**Исходный текст**
--- --- ---
Лётные дневники. Часть 4
Получается, что мы, летчики, воистину парим над грешною землей, орлиным, так сказать, взором скользя поверх людской суеты. Перестраивайтесь, люди, но… хотя бы подтянитесь до нашего уровня. А мы почиваем на лаврах… потирая поротый-перепоротый зад.
Вот когда клерк в своей конторе будет трястись за свое место, за каждую закорючку расписываясь и неся ответственность перед прокурором, да деньги за это получая справедливые, – вот это будет перестройка.
И когда рабочий будет из вытрезвителя рад за любые деньги вырваться, лишь бы не узнали на производстве и не выгнали, – тогда я поверю, что хоть что-то сдвинулось.
Их ведь миллионы, десятки миллионов; а что нас-то – тысяч тридцать на всю страну.
Что – клан? Каста? Неприкасаемые? Соколы?
Ну а что. Может, и каста. Каста поротых, муштрованных, гибких, реагирующих, отдающих себе полный отчет, добровольно положивших на алтарь все свои слабости, радости, здоровье и саму жизнь. Все – службе.
И это – не военная служба, где тебя с детских лет готовят, кормят, одевают, думают за тебя, посылают на смерть во имя Родины, а в старости хорошо обеспечивают. Нет, наша служба скромнее обставлена, все за свой счет, не хочешь – не держим, но зато всю жизнь под прицелом, под колпаком, каждое движение, каждый вздох: мы возим миллионы людей. Не на земле – в воздухе, десятки тысяч часов. И везде – принимай решение, бери на себя. И всегда – немыслимо тяжелый груз ответственности за спящих за спиной людей.
Военные редко думают о цене. Любой ценой! Это мышление обеспечивается всей мощью державы.
А мы цену знаем всему. Военный знает, что должно быть вот так. Должно быть топливо, должна быть погода, должен быть выходной, должен быть накормлен и спать уложен, сам и твои солдаты.
А я знаю, что топлива нет, что погода – какая уж есть, а везти людей надо. И решает тут не вышестоящий начальник, а я сам. И люди за спиной – вот уж о чем военному не надо волноваться.
--- --- ---
**Требования**
Перескажите исходный текст в двух предложениях. Эти строки никак не связаны с исходным текстом.

[Сохранённые записи]
--- --- ---
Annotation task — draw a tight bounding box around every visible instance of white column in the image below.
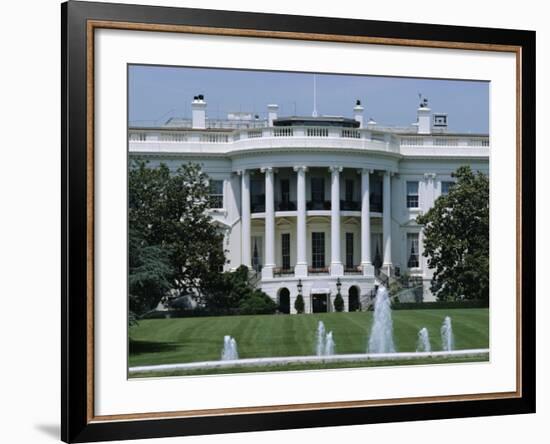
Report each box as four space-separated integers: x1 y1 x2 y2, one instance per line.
294 166 307 277
382 171 392 271
360 169 374 276
262 167 275 279
330 166 344 276
239 170 252 268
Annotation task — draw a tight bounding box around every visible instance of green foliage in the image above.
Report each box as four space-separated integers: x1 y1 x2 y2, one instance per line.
334 292 344 312
417 166 489 301
128 229 174 324
128 161 225 308
239 290 277 314
197 265 277 315
294 294 304 314
391 299 489 310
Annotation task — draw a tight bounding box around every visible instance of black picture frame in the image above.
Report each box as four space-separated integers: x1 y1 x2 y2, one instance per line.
61 1 536 442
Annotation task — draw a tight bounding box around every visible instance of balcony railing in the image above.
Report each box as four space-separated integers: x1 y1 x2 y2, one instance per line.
252 195 383 213
128 126 490 148
273 267 294 277
307 267 329 275
128 126 490 153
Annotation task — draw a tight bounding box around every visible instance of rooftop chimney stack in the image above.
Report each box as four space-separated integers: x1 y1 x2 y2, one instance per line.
353 100 365 128
191 94 206 129
267 104 279 126
417 95 432 134
367 117 378 129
--- --- ---
**Решение задачи**
В тексте летчики названы кастой поротых и муштрованных людей, добровольно отдавших службе свои слабости, здоровье и саму жизнь. В отличие от военных, которых обеспечивает держава и которые редко думают о цене, летчики служат за свой счет, сами принимают решения, когда нет топлива, а погода какая есть, и несут ответственность за людей за спиной.